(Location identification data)
════════

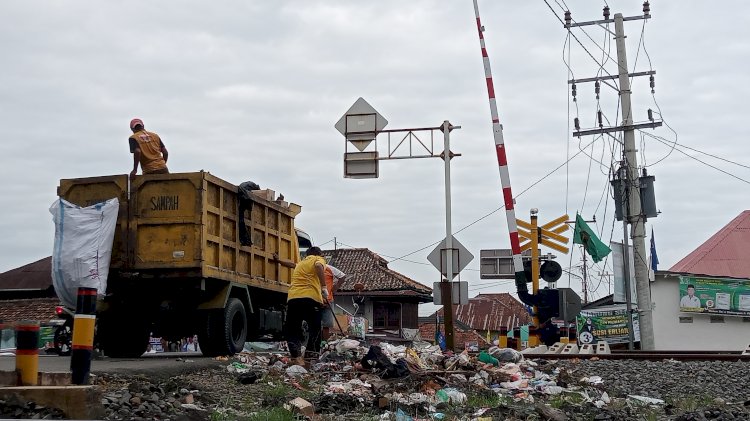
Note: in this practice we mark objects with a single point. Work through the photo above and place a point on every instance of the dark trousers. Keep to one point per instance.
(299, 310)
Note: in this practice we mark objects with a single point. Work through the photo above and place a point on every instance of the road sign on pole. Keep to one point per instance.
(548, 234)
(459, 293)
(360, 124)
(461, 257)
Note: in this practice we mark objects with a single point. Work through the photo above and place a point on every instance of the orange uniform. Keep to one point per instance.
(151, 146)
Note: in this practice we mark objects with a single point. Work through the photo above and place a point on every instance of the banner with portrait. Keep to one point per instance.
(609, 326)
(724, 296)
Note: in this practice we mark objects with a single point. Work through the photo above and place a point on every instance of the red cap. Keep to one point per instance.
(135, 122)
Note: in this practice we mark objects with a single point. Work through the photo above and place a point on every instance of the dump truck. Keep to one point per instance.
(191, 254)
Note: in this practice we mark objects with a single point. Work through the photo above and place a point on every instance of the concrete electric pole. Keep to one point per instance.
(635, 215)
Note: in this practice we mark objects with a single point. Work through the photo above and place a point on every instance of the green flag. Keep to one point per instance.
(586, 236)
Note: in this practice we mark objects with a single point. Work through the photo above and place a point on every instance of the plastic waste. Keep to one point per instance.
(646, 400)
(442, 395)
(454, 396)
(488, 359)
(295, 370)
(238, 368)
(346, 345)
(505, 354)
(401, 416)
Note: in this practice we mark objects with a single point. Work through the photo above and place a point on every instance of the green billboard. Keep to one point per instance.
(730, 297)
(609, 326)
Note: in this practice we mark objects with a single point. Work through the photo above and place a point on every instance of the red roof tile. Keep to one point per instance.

════════

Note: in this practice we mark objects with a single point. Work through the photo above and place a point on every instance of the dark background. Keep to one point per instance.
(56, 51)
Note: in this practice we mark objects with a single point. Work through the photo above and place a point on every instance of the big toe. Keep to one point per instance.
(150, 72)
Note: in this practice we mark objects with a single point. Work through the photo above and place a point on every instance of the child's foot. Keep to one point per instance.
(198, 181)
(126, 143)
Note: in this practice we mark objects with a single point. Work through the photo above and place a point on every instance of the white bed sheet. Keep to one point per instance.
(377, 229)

════════

> CHALLENGE: Repeat the lines starting at the one containing "billboard. Keep to one point per instance." and ending at the one containing "tile. Keep to one point per instance.", swapping "single point" for "lone point" and leaving everything else unchanged.

> SOLVED EXERCISE:
Note: in this practice we mark objects with a lone point. Work through the photo above and place a point on every instance of the green billboard. Keep to one point per instance.
(730, 297)
(609, 326)
Note: in this practice we mark objects with a lone point. Work through the photo above and place a point on every instance of the red roof tile. Keep to one point per instance.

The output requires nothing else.